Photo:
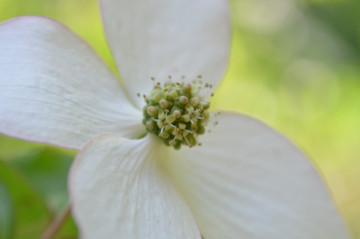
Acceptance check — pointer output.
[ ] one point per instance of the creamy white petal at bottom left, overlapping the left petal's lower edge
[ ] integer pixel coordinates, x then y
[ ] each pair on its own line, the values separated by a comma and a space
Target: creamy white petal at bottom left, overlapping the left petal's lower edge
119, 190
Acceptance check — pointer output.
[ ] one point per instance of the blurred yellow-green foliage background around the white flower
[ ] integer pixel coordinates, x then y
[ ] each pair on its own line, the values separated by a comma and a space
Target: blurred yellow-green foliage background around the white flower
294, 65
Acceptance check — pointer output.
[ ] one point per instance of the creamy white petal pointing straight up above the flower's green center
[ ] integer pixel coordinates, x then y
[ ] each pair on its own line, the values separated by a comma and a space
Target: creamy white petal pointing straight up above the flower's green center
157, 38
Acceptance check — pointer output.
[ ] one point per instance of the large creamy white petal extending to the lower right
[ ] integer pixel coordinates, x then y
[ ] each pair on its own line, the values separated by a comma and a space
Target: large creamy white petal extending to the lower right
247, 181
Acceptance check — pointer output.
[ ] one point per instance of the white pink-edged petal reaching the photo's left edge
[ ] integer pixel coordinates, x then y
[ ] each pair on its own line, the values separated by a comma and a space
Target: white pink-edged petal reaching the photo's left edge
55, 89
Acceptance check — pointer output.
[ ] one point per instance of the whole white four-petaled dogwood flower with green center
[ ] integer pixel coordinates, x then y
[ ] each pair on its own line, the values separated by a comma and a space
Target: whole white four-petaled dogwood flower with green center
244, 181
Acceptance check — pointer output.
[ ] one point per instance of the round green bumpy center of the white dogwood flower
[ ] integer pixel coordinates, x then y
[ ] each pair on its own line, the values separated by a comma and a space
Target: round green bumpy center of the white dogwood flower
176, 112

-- -- --

[WORK INSTRUCTIONS]: Pictures stay out of the copy; please restate every record above exactly.

[RESPONSE]:
Photo:
Acceptance check — pointer output.
[ ] one point per instance of the creamy white petal at bottom left, overlapping the left petal's lower edge
[ ] integer pixel coordinates, x then y
[ ] each pair on its own line, the values separated by a comma and a space
Target: creamy white petal at bottom left, overlapping the left petal's lower edge
119, 190
Acceptance check — pointer output.
[ ] one point per instance of the blurred yellow-green foliage background around the white flower
[ ] integer pixel coordinates, x then y
[ ] each pair on its own line, the values separated by a comma and a space
Target: blurred yellow-green foliage background around the white flower
294, 65
Acceptance check — pointer output.
[ ] one point per instance of the creamy white petal pointing straight up above the flower's green center
[ ] integer pixel coordinates, x then y
[ ] each pair on its own line, the values separated by a comma and a space
Target: creamy white petal pointing straight up above the flower's green center
157, 38
Acceptance check — pointer output.
[ ] one point per instance of the large creamy white petal extending to the lower right
[ ] integer pixel coordinates, x then y
[ ] each pair on its own line, the values separated by a comma and a space
Target: large creamy white petal extending to the lower right
247, 181
Acceptance check — pointer output.
[ ] one point per instance of the white pink-edged petal reaching the photo's left edge
[ ] integer pixel coordinates, x then y
[ ] each pair on its own line, the values separated by a comma and a space
Target: white pink-edged petal reaching the photo's left edge
55, 89
Acceptance check — pointer output.
[ ] one point per instance of the whole white four-petaled dogwood flower with green center
[ ] integer pixel coordinates, x then y
[ ] each pair on its own line, the values separated by a comma and a space
Target: whole white four-petaled dogwood flower with green center
244, 181
Acceptance check — pointer output.
[ ] one point per instance of the round green bumpy center of the white dogwood flower
[ ] integer pixel coordinates, x then y
[ ] each pair on its own line, the values separated by a comma and a space
Target: round green bumpy center of the white dogwood flower
176, 112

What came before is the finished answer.